**Предоставленный отрывок**:
В эту минуту Александр увидел, что почти вся персидская конница переместилась против его левого крыла, расположенного у моря, а у него там стоят только пелопоннесцы и прочие союзные всадники. Он поспешно отправил на левое крыло фессалийскую конницу, велев ей проехать не перед фронтом всего войска, чтобы враг не заметил её перемещения, а пробраться незаметно по тылам пехоты. (2) На правом крыле он впереди всадников поставил «бегунов» под командой Протомаха и пэонов под командой Аристона, а из пехоты лучников под предводительством Антиоха. Агриан под предводительством Аттала, небольшое число всадников и лучников он разместил подковой у себя в тылу, у горы, находившейся сзади, так что справа фронт расходился у него на два крыла, из которых одно обращено было против Дария и всех персов, находившихся за рекой, а другое против выстроенных у горы, в тылу у него. (3) На левом крыле впереди стояли из пехоты критские лучники и фракийцы, которыми предводительствовал Ситалк. Перед ними находилась конница левого крыла. Чужеземные наёмники стояли крайними сзади всех. Гак как строй на правом крыле показался ему недостаточно плотным и линия персов, по-видимому, здесь выдвигалась значительно дальше, то Александр велел незаметно перейти из центра на правое крыло двум конным илам «друзей» — анфемусийской, предводителем которой был Перид, сын Менесфея, и так называемой «Белоземельной» — под командой Пантордана, сына Клеандра. (4) Лучников, часть агриан и эллинских наёмников он перевёл к себе на правое крыло вперёд, вытянув его таким образом дальше персов. Отряды, выстроенные за горой, не спустились ещё вниз; Александр выслал на них агриан и небольшое число лучников, которые легко отогнали их, заставив снизу бежать на вершину. Тут Александр увидел, что он может пополнить строй воинами, выставленными против этих отрядов, и что ему достаточно здесь 300 всадников.


10


Войско, выстроенное таким образом, он некоторое время вёл вперёд с остановками; он считал, что хорошо продвигаться медленно и спокойно. Дарий не шёл ему навстречу; его варвары стояли в том порядке, в каком были первоначально выстроены, и он ждал Александра на берегах реки, часто обрывистых; в тех местах, где переход был удобнее, он распорядился протянуть частокол, (что сразу показало Александру и его воинам, что Дарий боится). (2) Когда персидский лагерь был уже близко, Александр объехал верхом весь строй, увещевая воинов мужественно держаться; с подобающим уважением называл он имена не только предводителей, но поимённо обращался к илархам, лохагам[73] и тем из чужеземных наёмников, которые были известнее по своему званию и доблести. В ответ ему со всех сторон понеслись крики и требования не медлить и нападать на врага. (3) Он повёл воинов в полном порядке и, хотя войско Дария было уже видно, сначала шагом, чтобы строй не разорвался и не образовал волнообразной линии, как это бывает при беге. Оказавшись на расстоянии полёта стрелы, воины, окружавшие Александра, и сам Александр, находившийся на правом крыле, первыми бегом бросились к реке, чтобы своим стремительным напором испугать персов и, схватившись скорее врукопашную, не очень пострадать от стрел. Случилось, как и предполагал Александр. (4) Как только дошло до рукопашной, левое крыло персидского войска обратилось в бегство; Александр и его воины одержали здесь блестящую победу, но правое крыло его разорвалось именно потому, что (5) он, поспешно бросившись в реку и завязав рукопашную схватку, прогнал выстроенных здесь персов. Македонское войско, находившееся в центре, не так поспешно вступило в дело; солдаты, часто оказываясь в обрывистых местах, не смогли держать прямую линию фронта: образовался прорыв — и эллинские наёмники Дария бросились на макс-донцев как раз там, где они видели, что строй наиболее разорван. (6) Завязалось жаркое дело: наёмники старались столкнуть македонцев в реку и вырвать победу и для своих, уже бегущих, соратников; македонцы — не отстать от Александра с его явным успехом и не потемнить славу фаланги, о непобедимости которой всё время кричали. (7) К этому прибавилось соревнование между двумя народами, эллинским и македонским. Тут пал Птолемей, сын Селевка, человек большой доблести и около 120 не последних македонцев.

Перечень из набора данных
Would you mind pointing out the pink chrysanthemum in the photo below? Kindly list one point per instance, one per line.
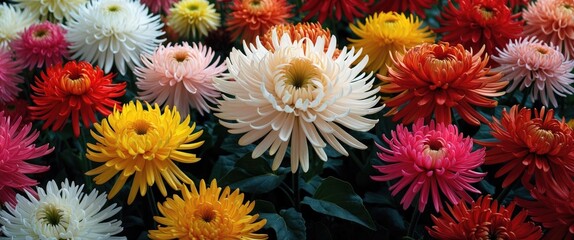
(181, 76)
(157, 6)
(9, 78)
(430, 159)
(531, 62)
(41, 44)
(17, 146)
(552, 21)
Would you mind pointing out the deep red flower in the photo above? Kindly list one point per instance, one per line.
(414, 6)
(484, 219)
(74, 89)
(433, 79)
(327, 8)
(554, 209)
(475, 23)
(527, 146)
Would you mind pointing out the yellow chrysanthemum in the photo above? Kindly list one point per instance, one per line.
(193, 18)
(143, 142)
(207, 214)
(384, 34)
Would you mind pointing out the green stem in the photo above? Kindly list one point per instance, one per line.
(414, 220)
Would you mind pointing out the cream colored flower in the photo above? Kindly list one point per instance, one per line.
(295, 95)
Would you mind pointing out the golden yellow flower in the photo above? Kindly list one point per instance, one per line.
(207, 214)
(144, 143)
(384, 34)
(193, 18)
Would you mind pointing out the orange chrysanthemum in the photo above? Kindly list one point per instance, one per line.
(541, 147)
(251, 18)
(483, 219)
(74, 89)
(207, 213)
(436, 78)
(298, 32)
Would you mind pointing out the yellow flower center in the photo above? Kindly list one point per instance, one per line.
(300, 72)
(141, 126)
(50, 214)
(75, 83)
(486, 12)
(113, 8)
(180, 56)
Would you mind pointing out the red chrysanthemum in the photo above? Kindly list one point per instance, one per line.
(433, 160)
(327, 8)
(475, 23)
(527, 146)
(554, 209)
(74, 89)
(413, 6)
(16, 147)
(251, 18)
(484, 219)
(436, 78)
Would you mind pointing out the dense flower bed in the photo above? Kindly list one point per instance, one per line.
(286, 119)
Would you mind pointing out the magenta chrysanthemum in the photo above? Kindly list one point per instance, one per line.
(181, 76)
(17, 146)
(552, 21)
(430, 159)
(531, 62)
(9, 78)
(41, 44)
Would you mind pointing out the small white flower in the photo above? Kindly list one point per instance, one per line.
(108, 32)
(60, 9)
(60, 213)
(12, 22)
(294, 95)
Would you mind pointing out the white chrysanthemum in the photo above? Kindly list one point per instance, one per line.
(60, 9)
(12, 22)
(108, 32)
(296, 94)
(60, 213)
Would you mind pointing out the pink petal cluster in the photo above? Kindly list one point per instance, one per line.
(42, 44)
(552, 21)
(156, 6)
(16, 147)
(9, 78)
(181, 76)
(529, 62)
(431, 159)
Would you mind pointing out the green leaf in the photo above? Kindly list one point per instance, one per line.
(253, 176)
(337, 198)
(288, 224)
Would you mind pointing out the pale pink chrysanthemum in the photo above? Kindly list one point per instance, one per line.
(181, 76)
(16, 147)
(9, 78)
(531, 62)
(41, 44)
(431, 159)
(552, 21)
(157, 6)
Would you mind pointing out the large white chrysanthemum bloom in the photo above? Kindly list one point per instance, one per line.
(60, 213)
(108, 32)
(60, 9)
(12, 22)
(295, 95)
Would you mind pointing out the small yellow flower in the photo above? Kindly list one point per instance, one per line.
(207, 214)
(193, 18)
(384, 34)
(144, 143)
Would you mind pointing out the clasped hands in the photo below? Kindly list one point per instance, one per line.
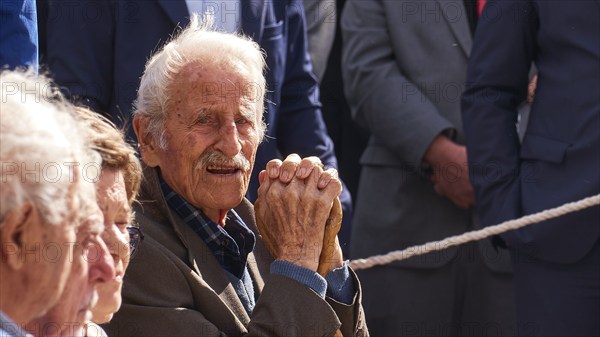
(299, 214)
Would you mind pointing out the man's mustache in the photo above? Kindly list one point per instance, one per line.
(218, 159)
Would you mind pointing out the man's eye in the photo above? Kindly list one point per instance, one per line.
(203, 120)
(241, 120)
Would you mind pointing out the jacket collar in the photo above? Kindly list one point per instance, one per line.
(200, 258)
(451, 11)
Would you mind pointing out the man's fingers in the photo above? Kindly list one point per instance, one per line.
(273, 167)
(326, 177)
(289, 167)
(307, 165)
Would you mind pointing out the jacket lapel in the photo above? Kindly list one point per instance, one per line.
(200, 257)
(253, 18)
(176, 11)
(453, 12)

**Цель задания**: Почему, согласно отрывку о битве Александра с Дарием, Александр и окружавшие его воины бегом бросились к реке, когда оказались на расстоянии полёта стрелы? Ответьте одним–тремя предложениями. Этот перечень никак не связан с отрывком.

**Письменный ответ**: Они побежали, чтобы стремительным напором испугать персов. Кроме того, они хотели скорее сойтись врукопашную и так не очень пострадать от стрел.